** Tarefa a realizar **
Extraia o texto sobre aposentadoria e escrita que aparece abaixo e reproduza-o por inteiro, sem nenhuma alteração.

Terminei a tarefa na Prefeitura
do Município de Lages, SC. Foi (mais ou menos) bom enquanto durou. Depois de
trinta e oito longos e intermináveis anos de serviço público, estou me
aposentando. Mas, antes que alguém comece a soltar fogos de artifício,
iluminando o céu plúmbeo da aldeia, aviso que a aposentadoria só vale para o
funcionalismo. Ainda não encontrei um antídoto para essa maldição que chamam
escrever. Então, para suplício de meia dúzia de inimigos, continuarei maltratando
a língua portuguesa e a literatura.
O exercício da escrita não é
exatamente tomar café com bolinho frito no meio da tarde. A vida está
repleta de episódios emocionantes com grandes intervalos de tédio. A função do escritor oscila entre uma circunstância e outra. Ou seja, é preciso desatar (ou
inventar) esses nós que fornecem substância ao existir. Além do senso de
observação sobre o que está acontecendo ao redor (e alhures), faz-se necessário
aproveitar o momento. O que hoje parece ser uma boa história, amanhã não
servirá sequer para embrulhar o peixe. Claro, se tiver peixe. E, como se sabe,
nem tudo que cai na rede é peixe. Muitas vezes, se obtém muito... ah, deixe
para lá, que do desastre devemos manter distância, inclusive para evitar o uso
da palavra peixe quatro vezes no mesmo parágrafo.
Mas, em algumas oportunidades,
por mais que o escritor se esforce, nada se consegue de bom (ou, vá lá, de
razoável). Por isso, urge encontrar o socorro nos arquivos implacáveis.

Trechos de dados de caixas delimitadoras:
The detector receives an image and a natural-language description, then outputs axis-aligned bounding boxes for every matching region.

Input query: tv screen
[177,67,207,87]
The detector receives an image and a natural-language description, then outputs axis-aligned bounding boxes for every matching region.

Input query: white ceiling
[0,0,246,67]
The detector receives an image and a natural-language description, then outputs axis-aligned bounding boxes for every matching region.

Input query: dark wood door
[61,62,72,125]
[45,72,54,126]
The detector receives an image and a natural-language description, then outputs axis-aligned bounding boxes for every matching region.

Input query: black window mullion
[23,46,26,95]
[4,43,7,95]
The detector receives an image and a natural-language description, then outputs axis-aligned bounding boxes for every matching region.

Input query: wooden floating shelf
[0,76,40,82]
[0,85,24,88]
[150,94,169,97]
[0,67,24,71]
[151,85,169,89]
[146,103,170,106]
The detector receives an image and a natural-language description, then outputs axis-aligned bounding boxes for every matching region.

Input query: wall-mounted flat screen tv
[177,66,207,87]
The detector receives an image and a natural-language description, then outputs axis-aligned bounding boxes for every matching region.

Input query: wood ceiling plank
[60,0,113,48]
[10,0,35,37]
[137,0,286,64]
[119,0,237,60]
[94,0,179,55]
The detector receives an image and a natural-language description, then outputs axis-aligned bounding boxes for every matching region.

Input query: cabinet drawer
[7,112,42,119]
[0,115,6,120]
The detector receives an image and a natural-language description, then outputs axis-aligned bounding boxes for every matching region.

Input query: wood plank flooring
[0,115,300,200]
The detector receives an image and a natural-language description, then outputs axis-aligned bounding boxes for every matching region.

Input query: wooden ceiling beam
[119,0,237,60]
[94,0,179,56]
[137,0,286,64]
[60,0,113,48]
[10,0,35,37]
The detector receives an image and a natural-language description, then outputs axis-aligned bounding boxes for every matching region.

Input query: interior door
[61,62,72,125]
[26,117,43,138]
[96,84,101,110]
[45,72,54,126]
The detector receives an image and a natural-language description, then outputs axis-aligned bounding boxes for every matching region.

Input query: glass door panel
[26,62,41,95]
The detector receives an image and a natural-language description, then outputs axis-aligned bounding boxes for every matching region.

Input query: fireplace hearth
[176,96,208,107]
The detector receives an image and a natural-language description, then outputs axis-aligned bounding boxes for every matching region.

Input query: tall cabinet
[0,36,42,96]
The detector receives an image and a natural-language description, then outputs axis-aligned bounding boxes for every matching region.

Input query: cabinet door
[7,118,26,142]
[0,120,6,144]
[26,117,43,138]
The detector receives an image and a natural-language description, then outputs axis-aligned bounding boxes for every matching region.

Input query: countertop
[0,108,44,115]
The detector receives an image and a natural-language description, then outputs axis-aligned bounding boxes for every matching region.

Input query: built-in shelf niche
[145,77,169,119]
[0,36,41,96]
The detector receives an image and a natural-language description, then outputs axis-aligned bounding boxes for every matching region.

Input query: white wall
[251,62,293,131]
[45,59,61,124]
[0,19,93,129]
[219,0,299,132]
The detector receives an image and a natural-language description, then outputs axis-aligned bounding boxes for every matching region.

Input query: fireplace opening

** Resposta da tarefa **
Terminei a tarefa na Prefeitura
do Município de Lages, SC. Foi (mais ou menos) bom enquanto durou. Depois de
trinta e oito longos e intermináveis anos de serviço público, estou me
aposentando. Mas, antes que alguém comece a soltar fogos de artifício,
iluminando o céu plúmbeo da aldeia, aviso que a aposentadoria só vale para o
funcionalismo. Ainda não encontrei um antídoto para essa maldição que chamam
escrever. Então, para suplício de meia dúzia de inimigos, continuarei maltratando
a língua portuguesa e a literatura.
O exercício da escrita não é
exatamente tomar café com bolinho frito no meio da tarde. A vida está
repleta de episódios emocionantes com grandes intervalos de tédio. A função do escritor oscila entre uma circunstância e outra. Ou seja, é preciso desatar (ou
inventar) esses nós que fornecem substância ao existir. Além do senso de
observação sobre o que está acontecendo ao redor (e alhures), faz-se necessário
aproveitar o momento. O que hoje parece ser uma boa história, amanhã não
servirá sequer para embrulhar o peixe. Claro, se tiver peixe. E, como se sabe,
nem tudo que cai na rede é peixe. Muitas vezes, se obtém muito... ah, deixe
para lá, que do desastre devemos manter distância, inclusive para evitar o uso
da palavra peixe quatro vezes no mesmo parágrafo.
Mas, em algumas oportunidades,
por mais que o escritor se esforce, nada se consegue de bom (ou, vá lá, de
razoável). Por isso, urge encontrar o socorro nos arquivos implacáveis.